+++ Source material
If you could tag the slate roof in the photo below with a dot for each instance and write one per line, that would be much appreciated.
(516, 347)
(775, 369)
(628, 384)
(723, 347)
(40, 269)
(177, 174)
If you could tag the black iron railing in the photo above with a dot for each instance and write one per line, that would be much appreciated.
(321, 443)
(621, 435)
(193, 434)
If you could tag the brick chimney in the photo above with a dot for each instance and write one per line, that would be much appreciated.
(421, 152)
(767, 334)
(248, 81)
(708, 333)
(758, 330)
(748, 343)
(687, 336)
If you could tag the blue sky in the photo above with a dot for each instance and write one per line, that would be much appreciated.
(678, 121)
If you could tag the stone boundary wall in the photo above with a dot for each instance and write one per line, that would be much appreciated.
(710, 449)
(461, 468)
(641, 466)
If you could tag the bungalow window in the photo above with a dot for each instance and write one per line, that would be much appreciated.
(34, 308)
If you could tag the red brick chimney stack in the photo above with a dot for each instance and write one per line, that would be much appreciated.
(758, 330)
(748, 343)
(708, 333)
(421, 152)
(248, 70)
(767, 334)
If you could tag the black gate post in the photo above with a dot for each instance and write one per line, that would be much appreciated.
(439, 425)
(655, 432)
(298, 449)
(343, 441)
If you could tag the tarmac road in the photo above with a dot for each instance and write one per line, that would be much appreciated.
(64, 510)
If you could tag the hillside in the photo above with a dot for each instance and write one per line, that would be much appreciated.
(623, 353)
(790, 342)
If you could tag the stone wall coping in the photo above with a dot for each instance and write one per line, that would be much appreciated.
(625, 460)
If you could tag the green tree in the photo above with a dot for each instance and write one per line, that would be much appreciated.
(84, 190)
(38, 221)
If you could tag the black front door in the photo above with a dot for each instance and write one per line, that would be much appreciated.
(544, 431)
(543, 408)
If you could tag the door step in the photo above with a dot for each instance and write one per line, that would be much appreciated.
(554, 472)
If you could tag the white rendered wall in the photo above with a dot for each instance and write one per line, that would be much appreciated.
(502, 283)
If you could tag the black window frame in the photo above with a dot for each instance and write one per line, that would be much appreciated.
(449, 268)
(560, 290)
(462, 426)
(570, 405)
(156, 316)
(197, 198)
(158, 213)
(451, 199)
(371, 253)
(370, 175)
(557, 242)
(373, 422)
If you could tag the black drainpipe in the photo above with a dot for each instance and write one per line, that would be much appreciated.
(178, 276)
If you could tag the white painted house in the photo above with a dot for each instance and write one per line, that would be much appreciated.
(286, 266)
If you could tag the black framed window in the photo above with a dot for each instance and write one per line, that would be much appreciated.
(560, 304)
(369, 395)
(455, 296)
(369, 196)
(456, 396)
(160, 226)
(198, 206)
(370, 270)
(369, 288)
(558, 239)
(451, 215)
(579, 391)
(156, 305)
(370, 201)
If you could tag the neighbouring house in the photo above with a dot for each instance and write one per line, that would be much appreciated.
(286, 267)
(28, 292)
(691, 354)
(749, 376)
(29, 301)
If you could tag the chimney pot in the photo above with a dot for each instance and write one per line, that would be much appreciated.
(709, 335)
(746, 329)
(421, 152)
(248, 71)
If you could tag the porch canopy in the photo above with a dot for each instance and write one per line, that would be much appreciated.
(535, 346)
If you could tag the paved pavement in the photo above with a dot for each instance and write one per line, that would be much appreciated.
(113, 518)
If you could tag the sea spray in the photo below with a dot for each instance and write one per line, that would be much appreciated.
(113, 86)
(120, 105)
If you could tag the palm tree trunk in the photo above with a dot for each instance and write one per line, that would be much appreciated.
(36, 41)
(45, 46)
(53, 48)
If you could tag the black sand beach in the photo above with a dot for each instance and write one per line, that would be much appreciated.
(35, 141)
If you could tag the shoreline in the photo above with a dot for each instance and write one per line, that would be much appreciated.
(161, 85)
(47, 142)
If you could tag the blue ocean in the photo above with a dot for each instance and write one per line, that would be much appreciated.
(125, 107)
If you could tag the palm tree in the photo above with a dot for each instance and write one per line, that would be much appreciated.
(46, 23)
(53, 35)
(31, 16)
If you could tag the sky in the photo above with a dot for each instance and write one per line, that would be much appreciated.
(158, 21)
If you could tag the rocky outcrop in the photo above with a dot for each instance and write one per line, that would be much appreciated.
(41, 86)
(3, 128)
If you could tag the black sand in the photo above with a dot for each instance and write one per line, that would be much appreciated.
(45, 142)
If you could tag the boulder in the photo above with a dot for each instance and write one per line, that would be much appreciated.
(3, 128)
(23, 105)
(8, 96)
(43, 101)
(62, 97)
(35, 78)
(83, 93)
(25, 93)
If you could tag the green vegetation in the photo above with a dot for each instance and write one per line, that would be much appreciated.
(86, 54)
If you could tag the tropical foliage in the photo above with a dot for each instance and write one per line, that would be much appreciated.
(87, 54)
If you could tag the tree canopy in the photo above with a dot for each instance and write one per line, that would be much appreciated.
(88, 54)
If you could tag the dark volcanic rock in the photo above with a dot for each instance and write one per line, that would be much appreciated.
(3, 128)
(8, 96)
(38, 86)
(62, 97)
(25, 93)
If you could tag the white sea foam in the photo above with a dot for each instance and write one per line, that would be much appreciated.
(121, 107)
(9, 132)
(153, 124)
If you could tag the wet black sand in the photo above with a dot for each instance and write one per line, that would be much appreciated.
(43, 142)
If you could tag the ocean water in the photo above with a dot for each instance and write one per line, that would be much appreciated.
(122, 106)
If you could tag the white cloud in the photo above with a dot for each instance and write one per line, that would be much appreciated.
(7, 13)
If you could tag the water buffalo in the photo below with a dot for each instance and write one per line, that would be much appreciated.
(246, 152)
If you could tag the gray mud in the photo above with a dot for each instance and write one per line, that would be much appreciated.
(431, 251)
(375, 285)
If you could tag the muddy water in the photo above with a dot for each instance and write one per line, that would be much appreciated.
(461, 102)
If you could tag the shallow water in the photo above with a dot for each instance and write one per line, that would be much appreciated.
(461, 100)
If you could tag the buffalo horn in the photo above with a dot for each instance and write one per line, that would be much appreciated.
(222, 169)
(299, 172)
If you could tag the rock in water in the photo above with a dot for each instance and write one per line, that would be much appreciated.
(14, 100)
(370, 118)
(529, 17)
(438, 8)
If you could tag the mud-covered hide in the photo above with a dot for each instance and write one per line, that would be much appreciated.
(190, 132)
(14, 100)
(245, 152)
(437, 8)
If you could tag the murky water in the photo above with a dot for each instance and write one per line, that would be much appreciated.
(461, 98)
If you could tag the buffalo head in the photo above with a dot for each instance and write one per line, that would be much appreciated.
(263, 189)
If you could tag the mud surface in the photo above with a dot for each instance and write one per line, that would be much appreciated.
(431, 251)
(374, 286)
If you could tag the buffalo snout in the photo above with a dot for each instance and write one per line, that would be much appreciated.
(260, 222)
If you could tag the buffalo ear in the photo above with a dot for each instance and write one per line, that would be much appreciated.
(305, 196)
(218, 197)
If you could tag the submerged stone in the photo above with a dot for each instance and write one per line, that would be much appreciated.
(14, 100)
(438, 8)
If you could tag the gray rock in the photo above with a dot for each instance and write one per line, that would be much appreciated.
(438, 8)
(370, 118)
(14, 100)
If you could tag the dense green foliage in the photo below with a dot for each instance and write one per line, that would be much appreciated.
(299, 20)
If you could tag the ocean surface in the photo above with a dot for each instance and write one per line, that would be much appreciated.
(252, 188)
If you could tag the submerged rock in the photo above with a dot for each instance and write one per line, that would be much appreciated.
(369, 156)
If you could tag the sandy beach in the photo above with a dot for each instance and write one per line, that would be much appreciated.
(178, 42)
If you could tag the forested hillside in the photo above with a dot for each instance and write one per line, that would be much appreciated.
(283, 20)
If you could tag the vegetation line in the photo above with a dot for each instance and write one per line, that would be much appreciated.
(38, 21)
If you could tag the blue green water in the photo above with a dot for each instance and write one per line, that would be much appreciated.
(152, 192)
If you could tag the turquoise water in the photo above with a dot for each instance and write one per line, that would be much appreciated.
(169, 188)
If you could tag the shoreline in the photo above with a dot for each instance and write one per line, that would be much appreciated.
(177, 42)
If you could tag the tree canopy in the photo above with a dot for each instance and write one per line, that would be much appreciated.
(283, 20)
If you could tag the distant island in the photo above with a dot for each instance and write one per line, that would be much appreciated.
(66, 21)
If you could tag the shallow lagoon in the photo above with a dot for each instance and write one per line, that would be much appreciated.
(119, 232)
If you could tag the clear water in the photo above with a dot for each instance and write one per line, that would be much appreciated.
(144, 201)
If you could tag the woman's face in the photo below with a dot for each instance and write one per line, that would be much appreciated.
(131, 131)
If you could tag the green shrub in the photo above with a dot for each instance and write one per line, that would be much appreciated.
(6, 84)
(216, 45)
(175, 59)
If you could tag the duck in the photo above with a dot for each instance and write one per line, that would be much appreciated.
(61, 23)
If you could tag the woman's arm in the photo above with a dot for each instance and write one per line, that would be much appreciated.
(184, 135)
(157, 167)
++++++
*Set problem*. Take the line holding "If you could tag the vegetation" and all lines after it through the end of the data, and set them down exactly.

*Solution*.
If you could tag the vegetation line in the photo above with a dot for each instance and write one per line, that would be much appreciated.
(38, 21)
If you could tag the blue green water in the photo above with a dot for each instance and write one per line, that would be much appreciated.
(152, 192)
If you could tag the turquoise water in the photo above with a dot for each instance and write one per line, that would be much appreciated.
(169, 188)
If you could tag the shoreline in the photo above with a dot for each instance and write one per line, that would be much appreciated.
(177, 42)
If you could tag the tree canopy in the photo above with a dot for each instance and write one per line, that would be much appreciated.
(283, 20)
If you could tag the distant island in the photo above with a dot for each instance and write one per line, that would be much appreciated.
(66, 21)
If you could tag the shallow lagoon in the photo above with a dot for each instance and write one per line, that would be much appreciated.
(119, 232)
If you could tag the clear water in the photo above with a dot for each instance and write one per line, that would be much appreciated.
(144, 201)
If you could tag the woman's face in the photo below with a dot for each instance and write one per line, that would be much appreciated.
(131, 131)
If you could tag the green shrub in the photo above with a dot for each instance and write one per line, that would be much appreciated.
(6, 84)
(216, 45)
(175, 59)
If you could tag the duck in the photo above with a dot for each instance and write one per line, that would be much appreciated.
(61, 23)
If you could tag the woman's arm in the photo above with a dot for each instance and write one per line, that would be much appreciated.
(184, 135)
(157, 167)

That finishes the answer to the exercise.